Start of EXTRACT TO READ

Since we don’t know ahead of time which areas have high COVID-19 transmission, it is best to err on the side of caution and wear masks whenever you are indoors if you are concerned about being infected with—or transmitting—COVID-19 to others. Those who spend time around those who are unvaccinated, or those who are vaccinated but potentially at high risk, like people who are immunocompromised, should be especially cautious.

Deborah Fuller, PhD

Fully vaccinated people should wear masks in any indoor setting where there are large groups of people whose vaccination status is unknown. Put on a mask when entering a grocery store, a crowded bar or restaurant, when using public transportation, or when attending an indoor event where staying greater than six feet apart is not possible. Those are potential areas of high transmission. Also, before travel, check the CDC website to see if where you’re going has a high COVID-19 infection rate. In those areas, always wear mask unless you’re outdoors or indoors with family and friends whom you know are all vaccinated. Regardless of region, always wear a mask when you enter any health care or senior care facility.

End of EXTRACT TO READ

**REQUIRED ACTIONS**
[1] Write out the passage of the mask guidance from "Fully vaccinated people" up to and including "senior care facility.".
[2] In the mask guidance, what places call for a mask regardless of region?

Start of DATA

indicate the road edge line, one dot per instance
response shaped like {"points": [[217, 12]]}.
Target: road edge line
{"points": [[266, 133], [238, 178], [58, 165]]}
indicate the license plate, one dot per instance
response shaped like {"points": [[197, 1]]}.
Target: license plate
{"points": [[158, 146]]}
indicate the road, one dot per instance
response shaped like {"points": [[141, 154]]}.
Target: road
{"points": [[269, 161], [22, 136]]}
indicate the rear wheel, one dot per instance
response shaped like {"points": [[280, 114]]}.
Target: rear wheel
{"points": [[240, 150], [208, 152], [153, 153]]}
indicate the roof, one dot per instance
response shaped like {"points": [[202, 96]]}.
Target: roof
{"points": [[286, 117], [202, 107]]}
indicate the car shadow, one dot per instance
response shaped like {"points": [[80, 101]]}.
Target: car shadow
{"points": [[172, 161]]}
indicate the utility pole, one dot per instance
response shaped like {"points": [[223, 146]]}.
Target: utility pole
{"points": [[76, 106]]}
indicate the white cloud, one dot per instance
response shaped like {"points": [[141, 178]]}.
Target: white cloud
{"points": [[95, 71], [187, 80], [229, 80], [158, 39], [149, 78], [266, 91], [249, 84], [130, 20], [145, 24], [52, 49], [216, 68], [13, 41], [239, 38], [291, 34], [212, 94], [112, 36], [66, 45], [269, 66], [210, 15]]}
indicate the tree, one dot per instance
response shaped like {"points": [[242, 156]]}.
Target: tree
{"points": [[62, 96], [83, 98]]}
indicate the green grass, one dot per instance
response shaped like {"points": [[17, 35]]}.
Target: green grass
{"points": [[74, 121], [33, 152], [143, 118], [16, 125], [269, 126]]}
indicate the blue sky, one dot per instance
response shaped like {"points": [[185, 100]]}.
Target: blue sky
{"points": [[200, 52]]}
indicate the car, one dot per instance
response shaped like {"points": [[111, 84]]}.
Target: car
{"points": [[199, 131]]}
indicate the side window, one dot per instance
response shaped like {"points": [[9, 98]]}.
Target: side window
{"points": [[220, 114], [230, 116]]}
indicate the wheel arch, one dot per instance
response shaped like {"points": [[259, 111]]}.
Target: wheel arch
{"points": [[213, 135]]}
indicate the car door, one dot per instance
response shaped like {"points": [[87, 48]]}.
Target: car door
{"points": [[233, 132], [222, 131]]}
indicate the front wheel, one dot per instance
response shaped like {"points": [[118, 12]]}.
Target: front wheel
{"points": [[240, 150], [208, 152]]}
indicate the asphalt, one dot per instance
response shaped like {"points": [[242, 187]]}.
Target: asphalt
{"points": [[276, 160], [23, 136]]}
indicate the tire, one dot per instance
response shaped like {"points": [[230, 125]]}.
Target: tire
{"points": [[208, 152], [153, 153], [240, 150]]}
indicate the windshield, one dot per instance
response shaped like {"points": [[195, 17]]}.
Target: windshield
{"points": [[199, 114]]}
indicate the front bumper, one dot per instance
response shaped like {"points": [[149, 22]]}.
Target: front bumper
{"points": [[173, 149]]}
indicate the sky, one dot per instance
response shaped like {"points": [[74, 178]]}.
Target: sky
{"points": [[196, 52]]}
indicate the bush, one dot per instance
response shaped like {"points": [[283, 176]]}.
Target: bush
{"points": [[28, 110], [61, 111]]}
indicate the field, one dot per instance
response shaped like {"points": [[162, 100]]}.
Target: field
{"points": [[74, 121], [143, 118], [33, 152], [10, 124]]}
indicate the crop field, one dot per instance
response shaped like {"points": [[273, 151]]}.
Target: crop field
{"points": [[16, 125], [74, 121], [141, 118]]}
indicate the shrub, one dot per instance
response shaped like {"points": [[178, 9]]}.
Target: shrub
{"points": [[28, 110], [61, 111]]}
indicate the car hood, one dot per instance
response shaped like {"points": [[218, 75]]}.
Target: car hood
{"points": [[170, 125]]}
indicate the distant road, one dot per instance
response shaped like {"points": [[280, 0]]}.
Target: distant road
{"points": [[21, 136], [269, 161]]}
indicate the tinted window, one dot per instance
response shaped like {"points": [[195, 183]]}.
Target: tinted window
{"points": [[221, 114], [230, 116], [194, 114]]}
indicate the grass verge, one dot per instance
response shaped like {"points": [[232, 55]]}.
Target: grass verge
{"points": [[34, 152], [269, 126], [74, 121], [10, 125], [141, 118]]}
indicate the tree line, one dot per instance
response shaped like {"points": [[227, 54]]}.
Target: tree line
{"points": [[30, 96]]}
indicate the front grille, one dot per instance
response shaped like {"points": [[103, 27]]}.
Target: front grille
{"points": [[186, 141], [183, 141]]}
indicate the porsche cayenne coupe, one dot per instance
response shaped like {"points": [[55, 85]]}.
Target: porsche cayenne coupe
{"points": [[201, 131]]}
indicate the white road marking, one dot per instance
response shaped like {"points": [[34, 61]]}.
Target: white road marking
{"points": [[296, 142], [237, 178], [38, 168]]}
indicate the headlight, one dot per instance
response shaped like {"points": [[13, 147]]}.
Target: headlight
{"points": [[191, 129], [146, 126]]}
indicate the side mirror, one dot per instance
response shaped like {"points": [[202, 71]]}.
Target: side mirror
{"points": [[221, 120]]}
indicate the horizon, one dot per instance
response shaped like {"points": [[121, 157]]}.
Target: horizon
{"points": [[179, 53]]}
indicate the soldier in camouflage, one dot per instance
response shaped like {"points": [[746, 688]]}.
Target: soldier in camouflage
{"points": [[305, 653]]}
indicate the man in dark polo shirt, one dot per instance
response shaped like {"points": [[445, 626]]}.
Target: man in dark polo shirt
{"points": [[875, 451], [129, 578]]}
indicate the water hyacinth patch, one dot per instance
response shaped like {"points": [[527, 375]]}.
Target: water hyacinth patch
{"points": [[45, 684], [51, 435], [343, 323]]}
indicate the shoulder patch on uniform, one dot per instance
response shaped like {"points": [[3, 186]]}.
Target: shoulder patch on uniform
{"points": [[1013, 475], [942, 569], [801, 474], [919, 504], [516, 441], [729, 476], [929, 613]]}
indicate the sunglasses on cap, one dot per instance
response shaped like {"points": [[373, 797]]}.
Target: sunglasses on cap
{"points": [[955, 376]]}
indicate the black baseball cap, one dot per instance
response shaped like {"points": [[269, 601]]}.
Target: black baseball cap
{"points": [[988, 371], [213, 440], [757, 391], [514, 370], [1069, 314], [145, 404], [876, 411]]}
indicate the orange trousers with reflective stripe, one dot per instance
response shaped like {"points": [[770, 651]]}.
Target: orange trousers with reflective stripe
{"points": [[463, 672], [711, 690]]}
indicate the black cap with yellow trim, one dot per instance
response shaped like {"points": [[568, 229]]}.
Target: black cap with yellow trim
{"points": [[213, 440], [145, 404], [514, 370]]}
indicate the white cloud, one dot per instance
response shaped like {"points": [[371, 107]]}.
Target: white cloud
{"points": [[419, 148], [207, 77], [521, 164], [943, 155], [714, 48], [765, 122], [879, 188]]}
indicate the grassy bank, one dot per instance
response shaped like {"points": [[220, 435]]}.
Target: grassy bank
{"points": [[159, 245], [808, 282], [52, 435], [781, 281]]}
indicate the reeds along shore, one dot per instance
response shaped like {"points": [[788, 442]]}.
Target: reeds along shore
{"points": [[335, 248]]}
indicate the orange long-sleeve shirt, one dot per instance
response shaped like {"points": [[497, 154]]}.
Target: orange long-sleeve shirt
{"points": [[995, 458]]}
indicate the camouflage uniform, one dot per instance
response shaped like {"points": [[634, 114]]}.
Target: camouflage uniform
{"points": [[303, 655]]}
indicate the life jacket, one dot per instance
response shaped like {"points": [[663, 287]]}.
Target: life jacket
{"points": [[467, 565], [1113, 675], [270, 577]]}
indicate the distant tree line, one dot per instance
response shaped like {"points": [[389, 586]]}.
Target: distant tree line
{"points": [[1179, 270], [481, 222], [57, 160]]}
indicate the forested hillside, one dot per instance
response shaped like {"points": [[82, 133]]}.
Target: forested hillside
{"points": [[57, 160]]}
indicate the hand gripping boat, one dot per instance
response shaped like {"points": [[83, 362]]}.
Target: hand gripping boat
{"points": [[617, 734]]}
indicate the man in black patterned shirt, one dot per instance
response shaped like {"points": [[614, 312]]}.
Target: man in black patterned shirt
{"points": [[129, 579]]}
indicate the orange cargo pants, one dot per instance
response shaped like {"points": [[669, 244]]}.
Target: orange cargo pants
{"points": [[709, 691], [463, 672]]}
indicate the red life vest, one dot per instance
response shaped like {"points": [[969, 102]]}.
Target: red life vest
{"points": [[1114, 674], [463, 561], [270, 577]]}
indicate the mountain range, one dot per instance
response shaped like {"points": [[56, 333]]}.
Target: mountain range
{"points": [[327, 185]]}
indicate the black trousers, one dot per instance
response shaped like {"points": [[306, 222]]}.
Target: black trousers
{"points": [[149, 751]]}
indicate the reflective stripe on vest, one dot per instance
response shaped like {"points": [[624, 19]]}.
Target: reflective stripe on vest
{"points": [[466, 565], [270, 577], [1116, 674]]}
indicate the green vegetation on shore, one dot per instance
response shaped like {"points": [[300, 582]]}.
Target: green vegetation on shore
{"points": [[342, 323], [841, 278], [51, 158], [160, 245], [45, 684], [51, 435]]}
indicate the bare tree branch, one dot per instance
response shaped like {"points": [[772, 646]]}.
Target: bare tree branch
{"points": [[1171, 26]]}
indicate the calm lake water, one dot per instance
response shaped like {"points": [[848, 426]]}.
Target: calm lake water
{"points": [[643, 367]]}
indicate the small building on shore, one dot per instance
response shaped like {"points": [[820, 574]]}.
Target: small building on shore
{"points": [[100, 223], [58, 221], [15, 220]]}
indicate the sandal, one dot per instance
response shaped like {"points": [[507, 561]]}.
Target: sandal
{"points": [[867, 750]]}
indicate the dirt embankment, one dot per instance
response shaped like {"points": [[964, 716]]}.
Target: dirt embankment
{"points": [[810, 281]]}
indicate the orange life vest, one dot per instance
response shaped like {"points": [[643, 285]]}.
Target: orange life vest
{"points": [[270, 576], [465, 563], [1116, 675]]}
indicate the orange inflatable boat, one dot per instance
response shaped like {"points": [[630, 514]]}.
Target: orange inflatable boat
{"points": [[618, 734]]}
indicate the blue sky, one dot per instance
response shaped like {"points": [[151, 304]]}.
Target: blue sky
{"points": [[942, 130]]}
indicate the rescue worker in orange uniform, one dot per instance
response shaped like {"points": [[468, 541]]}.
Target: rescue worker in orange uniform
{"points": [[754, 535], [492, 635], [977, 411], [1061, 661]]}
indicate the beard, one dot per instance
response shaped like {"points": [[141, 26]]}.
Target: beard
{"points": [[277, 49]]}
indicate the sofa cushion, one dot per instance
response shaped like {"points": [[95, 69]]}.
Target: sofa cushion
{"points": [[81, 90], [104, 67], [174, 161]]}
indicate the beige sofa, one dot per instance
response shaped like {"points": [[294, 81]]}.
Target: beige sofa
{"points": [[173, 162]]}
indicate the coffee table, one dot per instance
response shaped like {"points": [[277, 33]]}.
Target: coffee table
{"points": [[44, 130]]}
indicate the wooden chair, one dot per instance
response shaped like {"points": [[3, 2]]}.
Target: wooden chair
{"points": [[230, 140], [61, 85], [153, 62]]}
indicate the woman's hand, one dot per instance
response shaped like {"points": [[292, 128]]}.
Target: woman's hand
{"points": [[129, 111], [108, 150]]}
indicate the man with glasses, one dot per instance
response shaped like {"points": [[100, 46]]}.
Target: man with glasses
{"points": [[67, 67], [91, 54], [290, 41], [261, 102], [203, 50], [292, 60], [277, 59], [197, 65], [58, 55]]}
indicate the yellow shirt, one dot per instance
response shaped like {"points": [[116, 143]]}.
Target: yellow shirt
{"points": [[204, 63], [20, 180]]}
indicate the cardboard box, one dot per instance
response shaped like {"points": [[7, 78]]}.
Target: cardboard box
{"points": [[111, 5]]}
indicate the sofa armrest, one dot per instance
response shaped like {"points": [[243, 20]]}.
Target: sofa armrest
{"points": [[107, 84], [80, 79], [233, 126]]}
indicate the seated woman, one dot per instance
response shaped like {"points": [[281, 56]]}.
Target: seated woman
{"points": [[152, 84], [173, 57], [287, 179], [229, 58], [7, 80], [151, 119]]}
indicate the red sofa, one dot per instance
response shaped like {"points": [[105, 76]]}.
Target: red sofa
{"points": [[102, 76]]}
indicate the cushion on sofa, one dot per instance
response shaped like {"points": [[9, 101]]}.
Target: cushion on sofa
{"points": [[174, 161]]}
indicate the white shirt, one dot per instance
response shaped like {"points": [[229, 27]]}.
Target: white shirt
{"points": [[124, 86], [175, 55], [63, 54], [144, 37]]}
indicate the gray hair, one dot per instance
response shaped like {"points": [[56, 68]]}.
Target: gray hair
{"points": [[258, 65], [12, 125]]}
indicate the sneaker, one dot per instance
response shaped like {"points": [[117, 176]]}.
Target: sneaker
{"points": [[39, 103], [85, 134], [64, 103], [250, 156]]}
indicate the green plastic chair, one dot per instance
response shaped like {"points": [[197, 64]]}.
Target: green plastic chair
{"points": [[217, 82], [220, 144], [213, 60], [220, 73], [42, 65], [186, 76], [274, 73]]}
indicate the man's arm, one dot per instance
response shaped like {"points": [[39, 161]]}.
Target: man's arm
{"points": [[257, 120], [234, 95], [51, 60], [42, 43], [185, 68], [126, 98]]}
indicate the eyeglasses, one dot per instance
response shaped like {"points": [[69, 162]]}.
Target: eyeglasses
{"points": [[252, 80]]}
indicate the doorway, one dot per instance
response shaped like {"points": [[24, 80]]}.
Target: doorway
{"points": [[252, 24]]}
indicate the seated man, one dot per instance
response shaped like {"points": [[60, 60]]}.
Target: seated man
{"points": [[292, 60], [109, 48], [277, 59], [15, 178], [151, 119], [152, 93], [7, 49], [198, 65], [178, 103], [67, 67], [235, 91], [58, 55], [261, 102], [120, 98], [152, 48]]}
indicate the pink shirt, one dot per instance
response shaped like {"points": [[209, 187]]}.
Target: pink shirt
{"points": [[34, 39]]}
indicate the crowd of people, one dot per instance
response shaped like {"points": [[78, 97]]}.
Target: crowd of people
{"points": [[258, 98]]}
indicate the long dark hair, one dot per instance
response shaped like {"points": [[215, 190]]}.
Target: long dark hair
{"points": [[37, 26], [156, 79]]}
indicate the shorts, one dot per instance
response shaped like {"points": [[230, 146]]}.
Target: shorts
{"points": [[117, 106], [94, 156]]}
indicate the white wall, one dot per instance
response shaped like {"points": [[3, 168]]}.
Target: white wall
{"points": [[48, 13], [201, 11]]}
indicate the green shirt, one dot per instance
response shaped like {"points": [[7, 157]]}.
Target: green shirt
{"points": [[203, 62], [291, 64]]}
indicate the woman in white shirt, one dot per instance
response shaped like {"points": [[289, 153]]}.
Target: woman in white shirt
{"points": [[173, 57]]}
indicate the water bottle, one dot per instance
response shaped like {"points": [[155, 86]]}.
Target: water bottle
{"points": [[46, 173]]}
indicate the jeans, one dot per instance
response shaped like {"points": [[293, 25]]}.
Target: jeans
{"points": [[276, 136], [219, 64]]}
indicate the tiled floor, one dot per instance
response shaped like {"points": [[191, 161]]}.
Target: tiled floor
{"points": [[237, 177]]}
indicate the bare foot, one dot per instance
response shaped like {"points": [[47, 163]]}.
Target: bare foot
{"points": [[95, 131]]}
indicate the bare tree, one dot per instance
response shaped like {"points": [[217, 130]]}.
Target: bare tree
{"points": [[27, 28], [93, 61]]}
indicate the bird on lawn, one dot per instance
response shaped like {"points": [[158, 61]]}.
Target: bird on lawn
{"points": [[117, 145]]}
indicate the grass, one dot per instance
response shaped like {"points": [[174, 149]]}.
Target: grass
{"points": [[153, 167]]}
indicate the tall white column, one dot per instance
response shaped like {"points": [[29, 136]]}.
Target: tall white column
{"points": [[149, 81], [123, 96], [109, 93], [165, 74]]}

End of DATA

**REPLIES**
[1]
Fully vaccinated people should wear masks in any indoor setting where there are large groups of people whose vaccination status is unknown. Put on a mask when entering a grocery store, a crowded bar or restaurant, when using public transportation, or when attending an indoor event where staying greater than six feet apart is not possible. Those are potential areas of high transmission. Also, before travel, check the CDC website to see if where you’re going has a high COVID-19 infection rate. In those areas, always wear mask unless you’re outdoors or indoors with family and friends whom you know are all vaccinated. Regardless of region, always wear a mask when you enter any health care or senior care facility.

[2] Any health care or senior care facility.